TEXTE SOURCE

--

BERTRAND (Alexis Félicien)

BERTRAND, Alexis Félicien (Uccle, 25 mai 1870 – Uccle, 20 septembre 1946), militaire et haut fonctionnaire colonial.

 

Le colonel Bertrand dans le bureau de son domicile bruxellois (date inconnue – MRAC, Papiers Tercafs)

Alexis Bertrand naît dans une famille aisée. Son père, Alexis Joseph Bertrand (1840-1923), est un haut fonctionnaire à l'administration des Chemins de Fer de l'État et exerce les fonctions de bourgmestre (libéral) de la commune de La Hulpe de 1912 à 1921. Les liens familiaux de sa mère, Christine Jadot (1841-1911), sont particulièrement significatifs. Née à On-lez-Jemelle, tout comme son futur mari, elle est la sœur puînée de Jean-Baptiste Jadot, dont les fils seront de brillants ingénieurs et hommes d'affaires coloniaux. En effet, Jean Jadot se distinguera lors de la construction de chemins de fer en Chine et deviendra le gouverneur de la Société générale de Belgique, la principale banque du pays. Son frère, Lambert Jadot, sera le dirigeant de plusieurs grandes entreprises coloniales. Le fils d'un autre frère de Christine Jadot-Bertrand, Odon Jadot, effectuera lui aussi une prestigieuse carrière d'ingénieur et de dirigeant de sociétés au Congo. Alexis Bertrand junior est donc le cousin germain de véritables figures de proue du monde colonial belge.

--

MATÉRIEL FOURNI
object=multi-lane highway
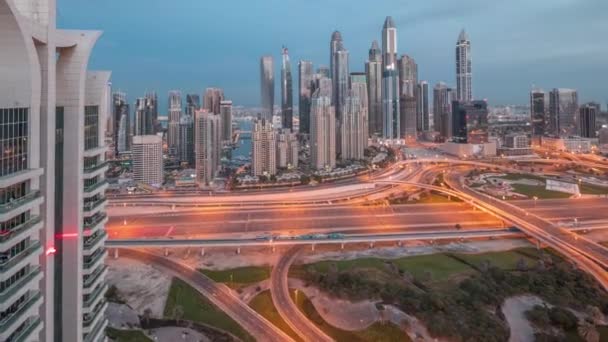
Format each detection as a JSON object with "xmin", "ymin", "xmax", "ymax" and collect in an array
[{"xmin": 121, "ymin": 249, "xmax": 293, "ymax": 342}]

--

CONSIGNES
1 - Répondez aux questions suivantes à partir de la notice biographique :
(a) En quel lieu et à quelle date Alexis Félicien Bertrand est-il né ?
(b) De quelle commune son père a-t-il été bourgmestre, et durant quelles années ?
(c) Quelle fonction Jean Jadot deviendra-t-il ?
2 - Recopiez fidèlement le passage de la notice biographique compris entre « BERTRAND, Alexis Félicien (Uccle, 25 » et « MRAC, Papiers Tercafs) », ces deux segments inclus.

RÉPONSES PAR CONSIGNE
1 -
(a) À Uccle, le 25 mai 1870.
(b) De La Hulpe, de 1912 à 1921.
(c) Gouverneur de la Société générale de Belgique.

2 -
BERTRAND, Alexis Félicien (Uccle, 25 mai 1870 – Uccle, 20 septembre 1946), militaire et haut fonctionnaire colonial.

 

Le colonel Bertrand dans le bureau de son domicile bruxellois (date inconnue – MRAC, Papiers Tercafs)